↓↓↓

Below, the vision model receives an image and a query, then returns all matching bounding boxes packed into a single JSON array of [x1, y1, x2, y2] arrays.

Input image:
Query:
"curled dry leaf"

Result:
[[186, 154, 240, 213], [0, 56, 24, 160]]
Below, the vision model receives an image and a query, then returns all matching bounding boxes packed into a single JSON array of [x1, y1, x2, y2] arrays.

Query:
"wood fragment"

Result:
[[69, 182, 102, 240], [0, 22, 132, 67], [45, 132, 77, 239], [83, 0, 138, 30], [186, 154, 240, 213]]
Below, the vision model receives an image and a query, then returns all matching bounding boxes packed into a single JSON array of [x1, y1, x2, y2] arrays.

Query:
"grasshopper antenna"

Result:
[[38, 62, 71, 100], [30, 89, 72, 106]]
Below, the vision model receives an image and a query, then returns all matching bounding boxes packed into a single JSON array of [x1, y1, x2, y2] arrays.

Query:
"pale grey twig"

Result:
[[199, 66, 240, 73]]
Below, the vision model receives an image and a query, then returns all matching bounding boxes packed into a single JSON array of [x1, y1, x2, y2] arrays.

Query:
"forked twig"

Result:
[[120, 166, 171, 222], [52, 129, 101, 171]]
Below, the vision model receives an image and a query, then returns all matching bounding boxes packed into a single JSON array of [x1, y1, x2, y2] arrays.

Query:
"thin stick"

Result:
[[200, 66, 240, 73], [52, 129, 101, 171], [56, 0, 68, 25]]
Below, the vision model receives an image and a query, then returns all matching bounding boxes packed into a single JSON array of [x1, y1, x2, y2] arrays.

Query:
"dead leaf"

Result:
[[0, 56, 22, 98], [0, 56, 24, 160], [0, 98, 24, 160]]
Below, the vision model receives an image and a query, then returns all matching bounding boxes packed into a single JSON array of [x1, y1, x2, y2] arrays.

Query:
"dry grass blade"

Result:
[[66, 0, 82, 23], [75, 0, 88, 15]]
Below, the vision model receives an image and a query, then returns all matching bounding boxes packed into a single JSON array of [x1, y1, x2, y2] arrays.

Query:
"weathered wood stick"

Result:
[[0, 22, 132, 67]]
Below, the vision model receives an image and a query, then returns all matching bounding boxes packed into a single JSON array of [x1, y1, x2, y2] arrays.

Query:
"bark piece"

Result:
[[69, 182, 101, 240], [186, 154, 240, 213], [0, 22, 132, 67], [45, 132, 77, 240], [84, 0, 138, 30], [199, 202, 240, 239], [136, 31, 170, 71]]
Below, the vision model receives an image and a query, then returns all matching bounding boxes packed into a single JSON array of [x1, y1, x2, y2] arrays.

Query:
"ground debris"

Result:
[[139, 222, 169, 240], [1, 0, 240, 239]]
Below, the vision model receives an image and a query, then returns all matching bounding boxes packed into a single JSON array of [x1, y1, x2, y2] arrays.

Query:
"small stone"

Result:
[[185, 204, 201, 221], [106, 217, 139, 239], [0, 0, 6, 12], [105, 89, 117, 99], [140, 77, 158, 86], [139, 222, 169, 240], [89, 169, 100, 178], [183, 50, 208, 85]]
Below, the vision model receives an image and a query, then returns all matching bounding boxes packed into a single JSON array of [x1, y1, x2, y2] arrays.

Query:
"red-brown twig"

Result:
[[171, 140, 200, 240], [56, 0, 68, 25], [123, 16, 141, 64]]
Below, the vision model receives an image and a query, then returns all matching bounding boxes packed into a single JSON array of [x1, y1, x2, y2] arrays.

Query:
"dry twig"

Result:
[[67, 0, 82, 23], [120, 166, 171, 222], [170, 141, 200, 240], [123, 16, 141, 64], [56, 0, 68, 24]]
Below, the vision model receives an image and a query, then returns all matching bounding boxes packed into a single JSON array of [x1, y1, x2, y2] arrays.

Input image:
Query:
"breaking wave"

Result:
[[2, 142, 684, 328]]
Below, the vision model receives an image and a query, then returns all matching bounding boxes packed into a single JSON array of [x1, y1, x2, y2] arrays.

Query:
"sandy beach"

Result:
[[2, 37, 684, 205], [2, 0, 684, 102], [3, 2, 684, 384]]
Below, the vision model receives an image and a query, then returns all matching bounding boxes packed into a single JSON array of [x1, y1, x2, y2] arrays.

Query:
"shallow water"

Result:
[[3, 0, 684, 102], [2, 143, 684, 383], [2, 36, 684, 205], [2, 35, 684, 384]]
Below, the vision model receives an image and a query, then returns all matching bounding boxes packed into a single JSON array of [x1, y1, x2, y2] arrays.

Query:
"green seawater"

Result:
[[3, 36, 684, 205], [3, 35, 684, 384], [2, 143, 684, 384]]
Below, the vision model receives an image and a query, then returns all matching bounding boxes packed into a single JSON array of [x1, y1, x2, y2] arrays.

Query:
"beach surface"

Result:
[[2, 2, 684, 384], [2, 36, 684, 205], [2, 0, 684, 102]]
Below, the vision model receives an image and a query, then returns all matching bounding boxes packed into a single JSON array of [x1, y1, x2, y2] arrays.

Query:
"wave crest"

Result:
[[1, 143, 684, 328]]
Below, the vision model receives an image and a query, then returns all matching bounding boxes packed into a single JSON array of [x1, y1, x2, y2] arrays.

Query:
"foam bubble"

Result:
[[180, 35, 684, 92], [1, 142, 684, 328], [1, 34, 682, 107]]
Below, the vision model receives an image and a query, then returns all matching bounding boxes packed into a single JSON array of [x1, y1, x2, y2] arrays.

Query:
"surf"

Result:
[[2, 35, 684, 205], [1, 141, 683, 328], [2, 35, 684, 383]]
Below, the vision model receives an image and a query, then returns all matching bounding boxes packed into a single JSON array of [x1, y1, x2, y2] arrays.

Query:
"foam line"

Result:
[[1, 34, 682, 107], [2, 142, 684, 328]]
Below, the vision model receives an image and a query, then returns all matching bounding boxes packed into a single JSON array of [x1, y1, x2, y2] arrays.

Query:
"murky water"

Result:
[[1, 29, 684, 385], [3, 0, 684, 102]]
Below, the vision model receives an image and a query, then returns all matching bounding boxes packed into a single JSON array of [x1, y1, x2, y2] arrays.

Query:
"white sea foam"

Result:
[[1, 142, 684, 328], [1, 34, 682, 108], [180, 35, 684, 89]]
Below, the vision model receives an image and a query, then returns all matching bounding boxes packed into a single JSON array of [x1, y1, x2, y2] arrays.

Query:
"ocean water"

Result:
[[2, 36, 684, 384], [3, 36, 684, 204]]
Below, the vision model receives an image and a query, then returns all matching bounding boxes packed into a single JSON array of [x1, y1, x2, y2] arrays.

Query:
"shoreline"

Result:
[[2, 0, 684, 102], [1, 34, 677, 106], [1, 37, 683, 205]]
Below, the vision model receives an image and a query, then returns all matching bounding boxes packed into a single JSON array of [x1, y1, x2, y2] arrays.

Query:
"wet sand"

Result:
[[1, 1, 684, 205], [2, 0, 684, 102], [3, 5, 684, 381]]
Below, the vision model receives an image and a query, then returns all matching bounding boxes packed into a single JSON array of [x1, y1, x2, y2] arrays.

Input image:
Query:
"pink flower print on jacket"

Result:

↑↑↑
↓↓↓

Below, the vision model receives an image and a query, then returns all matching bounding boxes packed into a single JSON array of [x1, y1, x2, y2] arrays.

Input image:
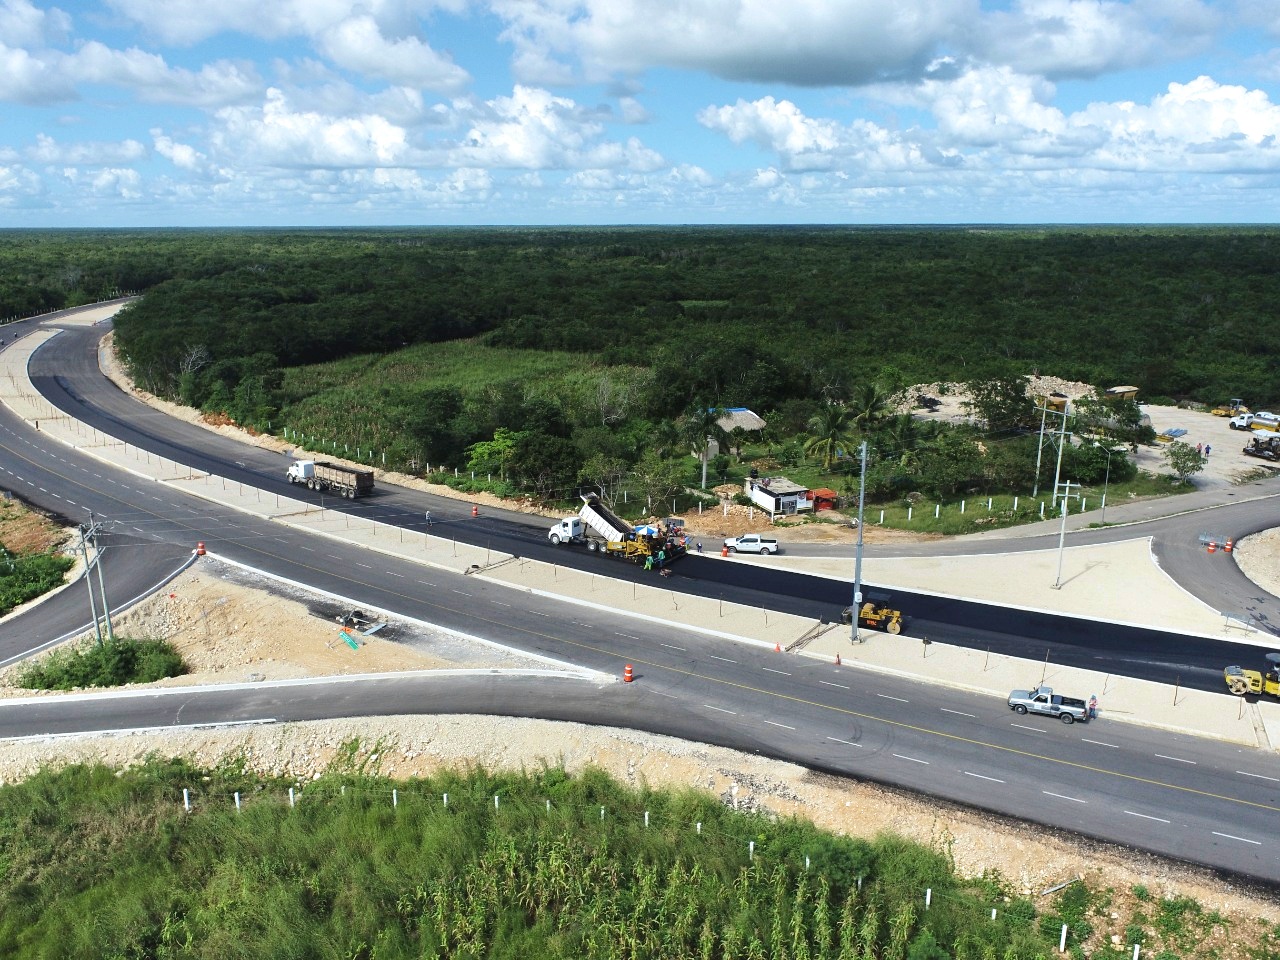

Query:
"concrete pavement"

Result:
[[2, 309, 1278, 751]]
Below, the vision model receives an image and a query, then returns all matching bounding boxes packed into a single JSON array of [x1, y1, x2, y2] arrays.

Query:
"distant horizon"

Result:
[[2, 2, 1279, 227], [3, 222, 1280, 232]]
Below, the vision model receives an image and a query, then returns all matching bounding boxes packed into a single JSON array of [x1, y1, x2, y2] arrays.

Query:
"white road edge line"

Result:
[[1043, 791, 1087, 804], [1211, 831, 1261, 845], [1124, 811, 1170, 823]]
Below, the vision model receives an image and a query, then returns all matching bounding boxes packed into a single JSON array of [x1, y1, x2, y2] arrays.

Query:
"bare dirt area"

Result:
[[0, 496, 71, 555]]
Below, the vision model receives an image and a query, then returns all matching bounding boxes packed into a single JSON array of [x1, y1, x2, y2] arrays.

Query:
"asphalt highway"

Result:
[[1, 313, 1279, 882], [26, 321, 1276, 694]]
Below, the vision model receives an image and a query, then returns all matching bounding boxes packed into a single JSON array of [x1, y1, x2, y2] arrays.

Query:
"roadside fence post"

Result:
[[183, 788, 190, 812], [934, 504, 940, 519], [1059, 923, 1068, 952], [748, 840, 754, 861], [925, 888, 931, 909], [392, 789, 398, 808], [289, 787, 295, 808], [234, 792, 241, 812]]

↑↑↑

[WORK TASK]:
For each line of the material that contains "twig", return a copy.

[EXERCISE RESULT]:
"pale grey twig"
"forked twig"
"red-brown twig"
"dry twig"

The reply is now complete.